Edit the lines below so that each occurrence of "training set" becomes "labeled dataset", leaving everything else unchanged.

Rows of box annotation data
---------------
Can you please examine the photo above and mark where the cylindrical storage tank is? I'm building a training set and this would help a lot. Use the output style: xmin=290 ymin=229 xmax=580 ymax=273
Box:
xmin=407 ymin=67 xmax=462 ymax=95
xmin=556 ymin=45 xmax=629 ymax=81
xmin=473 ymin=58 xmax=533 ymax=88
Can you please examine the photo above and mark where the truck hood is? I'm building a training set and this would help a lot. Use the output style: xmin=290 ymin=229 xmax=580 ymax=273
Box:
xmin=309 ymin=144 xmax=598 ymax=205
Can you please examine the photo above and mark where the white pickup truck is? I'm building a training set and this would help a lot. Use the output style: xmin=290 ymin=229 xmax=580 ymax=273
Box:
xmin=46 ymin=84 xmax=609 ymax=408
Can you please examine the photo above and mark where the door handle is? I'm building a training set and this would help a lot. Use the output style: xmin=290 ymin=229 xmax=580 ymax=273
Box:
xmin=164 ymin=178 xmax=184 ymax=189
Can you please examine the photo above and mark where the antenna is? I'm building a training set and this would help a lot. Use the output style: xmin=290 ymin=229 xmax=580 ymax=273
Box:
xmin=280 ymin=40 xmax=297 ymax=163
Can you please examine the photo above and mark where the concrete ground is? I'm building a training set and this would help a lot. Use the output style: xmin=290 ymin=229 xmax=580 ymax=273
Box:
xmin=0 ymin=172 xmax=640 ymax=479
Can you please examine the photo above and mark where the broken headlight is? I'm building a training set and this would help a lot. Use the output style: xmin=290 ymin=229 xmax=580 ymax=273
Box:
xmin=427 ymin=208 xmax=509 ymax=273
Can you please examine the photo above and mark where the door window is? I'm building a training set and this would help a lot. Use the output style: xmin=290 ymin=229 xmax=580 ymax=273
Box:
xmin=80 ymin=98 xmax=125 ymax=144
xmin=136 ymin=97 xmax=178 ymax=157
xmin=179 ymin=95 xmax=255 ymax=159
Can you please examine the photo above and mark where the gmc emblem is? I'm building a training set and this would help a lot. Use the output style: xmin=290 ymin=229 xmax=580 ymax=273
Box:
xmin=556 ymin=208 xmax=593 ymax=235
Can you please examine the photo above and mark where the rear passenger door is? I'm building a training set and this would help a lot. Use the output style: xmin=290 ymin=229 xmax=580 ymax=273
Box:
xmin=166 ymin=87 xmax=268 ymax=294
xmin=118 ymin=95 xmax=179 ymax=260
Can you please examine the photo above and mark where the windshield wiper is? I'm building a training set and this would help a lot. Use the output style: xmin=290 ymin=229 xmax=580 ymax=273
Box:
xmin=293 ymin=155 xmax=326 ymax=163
---------------
Task solution —
Can you please examine the photo above and mark where the cylindrical storage tank is? I'm building a labeled dataset and this would help a lot. Use the output style: xmin=290 ymin=229 xmax=580 ymax=273
Box:
xmin=407 ymin=67 xmax=462 ymax=95
xmin=556 ymin=45 xmax=629 ymax=81
xmin=473 ymin=58 xmax=533 ymax=88
Can you please examine the photo above and mark where the truck hood is? I'm building a labeled dataset and this would help a lot. Use the output style: xmin=290 ymin=229 xmax=580 ymax=273
Box:
xmin=309 ymin=144 xmax=598 ymax=205
Can you please examine the photo above and mark where the white pickup truck is? I'm building a labeled dataset and this would help a lot. Use the output style: xmin=290 ymin=229 xmax=580 ymax=273
Box:
xmin=46 ymin=84 xmax=609 ymax=408
Can you please examine the photo above and mark where the door handle is? I'm building a labeled dataset and this would help a lot. Use the output style: xmin=290 ymin=229 xmax=580 ymax=273
Box:
xmin=164 ymin=178 xmax=184 ymax=189
Can you please examine the photo above and mark where the antenna is? I'm building a labeled dataset and this would help a lot. Use the output style: xmin=290 ymin=229 xmax=580 ymax=273
Box:
xmin=280 ymin=40 xmax=297 ymax=163
Can you please examine the photo above and mark where the concrete ground is? I'm building a labeled dataset and this would help a lot. Use the output style: xmin=290 ymin=229 xmax=580 ymax=273
Box:
xmin=0 ymin=172 xmax=640 ymax=479
Can you please examine the photo above and mark where the broken headlight is? I'm building a labeled dataset and this would help a lot. Use the output style: xmin=290 ymin=229 xmax=580 ymax=273
Box:
xmin=427 ymin=208 xmax=509 ymax=273
Can you please examine the photo above and mark where the door window is? I'm building a labeled dataset and this would help a lot. Use the output style: xmin=290 ymin=229 xmax=580 ymax=273
Box:
xmin=80 ymin=98 xmax=125 ymax=144
xmin=136 ymin=97 xmax=178 ymax=157
xmin=179 ymin=95 xmax=255 ymax=159
Can you please examine the photo above and mark where the gmc emblem is? I'm building a labeled dataset and this would help a lot. Use the output style: xmin=290 ymin=229 xmax=580 ymax=273
Box:
xmin=556 ymin=208 xmax=593 ymax=235
Can you please examine the photo above and mark where the rear passenger door is? I'm building a labeled dataset and this would help a lot. Use the output style: xmin=290 ymin=229 xmax=580 ymax=273
Box:
xmin=166 ymin=87 xmax=268 ymax=294
xmin=118 ymin=95 xmax=179 ymax=260
Can you please examine the photo above and mark where the windshield wiper is? I'm building a labeled dataset and this would help a lot. Use the output style: xmin=290 ymin=229 xmax=580 ymax=273
Box:
xmin=293 ymin=155 xmax=326 ymax=163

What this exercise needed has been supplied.